M. Charles de Courson, rapporteur. Je rappelle que le montant des Pereco dans les entreprises privées était de 25 milliards d’euros en mars 2024, contre 21 milliards s’agissant des Perob : les montants ne sont pas très différents selon que les entreprises sont tenues d’abonder ou non. Par ailleurs, cela offre une possibilité aux salariés même si l’entreprise ne contribue pas – si elle le fait, c’est mieux, naturellement, mais c’est lié à des discussions, au sein de l’entreprise, avec les partenaires sociaux.
M. François Jolivet (HOR). Monsieur le président, vous me pardonnerez cette amicale impertinence : lors de la création du régime Préfon, en 1964, à la demande de la CFDT, de la CFTC, de la CGC et de FO, un amendement déposé en loi de finances avait suscité beaucoup de débats. Ceux qui y étaient opposés disaient qu’il existait déjà des assurances vies. C’est toujours le cas et notre rapporteur a raison : lorsqu’une liquidation est prononcée dans le cadre d’un divorce, le plan d’épargne salarial est pris en compte dans l’actif, ce qui veut dire que le juge aux affaires familiales ne le considère pas comme accroché au salarié – c’est un point qui pourrait sans doute être modifié.
Les orateurs précédents ont rappelé le maquis fiscal actuel et les difficultés de compréhension, qui donnent peu envie à ceux qui souhaitent s’engager dans cette voie. Nous avons donc besoin d’une simplification.
S’agissant de la proposition n° 7, qui vise à rendre obligatoire la mise en place d’un Pereco à partir de onze salariés, je trouve aussi qu’il ne serait pas très juste que l’employeur ne contribue pas. Par ailleurs, pourquoi ne pas commencer au premier salarié ?

----------------------------------------

Recopiez intégralement le débat sur l'épargne salariale ci-dessus, sans en modifier un seul mot.

Données enregistrées
----------------------------------------

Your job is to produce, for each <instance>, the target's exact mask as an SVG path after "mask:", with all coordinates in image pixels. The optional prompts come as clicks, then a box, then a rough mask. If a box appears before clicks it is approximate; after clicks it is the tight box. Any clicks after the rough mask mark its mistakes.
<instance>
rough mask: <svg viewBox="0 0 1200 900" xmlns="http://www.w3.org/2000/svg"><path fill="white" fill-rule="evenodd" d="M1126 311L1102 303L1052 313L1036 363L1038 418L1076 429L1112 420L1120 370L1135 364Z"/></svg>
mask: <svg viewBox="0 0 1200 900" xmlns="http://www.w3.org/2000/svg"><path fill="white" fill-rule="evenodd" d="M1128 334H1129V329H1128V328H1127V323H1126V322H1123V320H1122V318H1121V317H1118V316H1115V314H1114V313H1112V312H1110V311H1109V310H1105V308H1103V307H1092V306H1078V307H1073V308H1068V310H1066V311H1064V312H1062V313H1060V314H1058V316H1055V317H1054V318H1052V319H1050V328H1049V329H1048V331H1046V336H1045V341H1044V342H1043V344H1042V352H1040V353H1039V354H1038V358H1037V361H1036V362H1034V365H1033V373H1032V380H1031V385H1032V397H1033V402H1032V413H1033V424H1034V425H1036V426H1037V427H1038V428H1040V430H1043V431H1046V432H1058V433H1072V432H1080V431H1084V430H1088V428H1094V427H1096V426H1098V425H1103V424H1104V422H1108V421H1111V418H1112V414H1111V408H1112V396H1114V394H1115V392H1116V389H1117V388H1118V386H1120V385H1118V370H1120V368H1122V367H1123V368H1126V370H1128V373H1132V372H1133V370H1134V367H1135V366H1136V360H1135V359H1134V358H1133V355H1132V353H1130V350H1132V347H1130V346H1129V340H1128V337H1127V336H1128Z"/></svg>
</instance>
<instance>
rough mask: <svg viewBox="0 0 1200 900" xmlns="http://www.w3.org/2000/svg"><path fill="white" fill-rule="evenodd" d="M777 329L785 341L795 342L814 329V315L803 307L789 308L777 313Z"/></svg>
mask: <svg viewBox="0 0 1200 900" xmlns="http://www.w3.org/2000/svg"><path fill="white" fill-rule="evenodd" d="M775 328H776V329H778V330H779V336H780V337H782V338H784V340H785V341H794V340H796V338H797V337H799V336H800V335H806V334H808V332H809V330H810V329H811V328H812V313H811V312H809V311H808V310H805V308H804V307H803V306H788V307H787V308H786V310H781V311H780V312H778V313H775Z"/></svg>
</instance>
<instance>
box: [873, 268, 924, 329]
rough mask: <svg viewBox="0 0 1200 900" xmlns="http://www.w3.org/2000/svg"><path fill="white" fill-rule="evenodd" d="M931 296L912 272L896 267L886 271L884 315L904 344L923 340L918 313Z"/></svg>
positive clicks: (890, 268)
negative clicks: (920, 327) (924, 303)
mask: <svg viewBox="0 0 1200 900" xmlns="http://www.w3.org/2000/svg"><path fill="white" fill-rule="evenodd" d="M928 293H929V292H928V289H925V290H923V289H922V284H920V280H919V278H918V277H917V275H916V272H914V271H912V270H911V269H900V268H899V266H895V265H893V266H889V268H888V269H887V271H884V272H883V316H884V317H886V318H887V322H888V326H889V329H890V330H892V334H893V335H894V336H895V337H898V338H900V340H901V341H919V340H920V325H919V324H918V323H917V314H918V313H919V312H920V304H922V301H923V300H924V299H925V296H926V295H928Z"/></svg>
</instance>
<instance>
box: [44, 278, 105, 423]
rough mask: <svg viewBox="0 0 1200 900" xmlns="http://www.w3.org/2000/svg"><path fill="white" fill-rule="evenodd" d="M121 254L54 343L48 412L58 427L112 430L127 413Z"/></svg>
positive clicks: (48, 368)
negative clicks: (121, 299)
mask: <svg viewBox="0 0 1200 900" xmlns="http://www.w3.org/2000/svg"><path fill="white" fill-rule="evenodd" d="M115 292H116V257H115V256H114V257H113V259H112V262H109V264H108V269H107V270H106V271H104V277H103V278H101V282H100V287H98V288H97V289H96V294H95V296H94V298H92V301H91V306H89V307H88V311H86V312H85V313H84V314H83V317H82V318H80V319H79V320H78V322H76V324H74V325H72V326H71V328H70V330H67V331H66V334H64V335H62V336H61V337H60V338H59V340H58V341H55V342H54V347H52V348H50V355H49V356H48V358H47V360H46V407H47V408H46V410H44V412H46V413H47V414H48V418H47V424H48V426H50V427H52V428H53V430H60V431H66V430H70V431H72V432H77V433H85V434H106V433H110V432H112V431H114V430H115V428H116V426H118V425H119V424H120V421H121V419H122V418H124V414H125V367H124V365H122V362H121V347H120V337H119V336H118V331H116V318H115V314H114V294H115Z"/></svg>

----------------------------------------

CORRIGÉ DE L'EXERCICE
M. Charles de Courson, rapporteur. Je rappelle que le montant des Pereco dans les entreprises privées était de 25 milliards d’euros en mars 2024, contre 21 milliards s’agissant des Perob : les montants ne sont pas très différents selon que les entreprises sont tenues d’abonder ou non. Par ailleurs, cela offre une possibilité aux salariés même si l’entreprise ne contribue pas – si elle le fait, c’est mieux, naturellement, mais c’est lié à des discussions, au sein de l’entreprise, avec les partenaires sociaux.
M. François Jolivet (HOR). Monsieur le président, vous me pardonnerez cette amicale impertinence : lors de la création du régime Préfon, en 1964, à la demande de la CFDT, de la CFTC, de la CGC et de FO, un amendement déposé en loi de finances avait suscité beaucoup de débats. Ceux qui y étaient opposés disaient qu’il existait déjà des assurances vies. C’est toujours le cas et notre rapporteur a raison : lorsqu’une liquidation est prononcée dans le cadre d’un divorce, le plan d’épargne salarial est pris en compte dans l’actif, ce qui veut dire que le juge aux affaires familiales ne le considère pas comme accroché au salarié – c’est un point qui pourrait sans doute être modifié.
Les orateurs précédents ont rappelé le maquis fiscal actuel et les difficultés de compréhension, qui donnent peu envie à ceux qui souhaitent s’engager dans cette voie. Nous avons donc besoin d’une simplification.
S’agissant de la proposition n° 7, qui vise à rendre obligatoire la mise en place d’un Pereco à partir de onze salariés, je trouve aussi qu’il ne serait pas très juste que l’employeur ne contribue pas. Par ailleurs, pourquoi ne pas commencer au premier salarié ?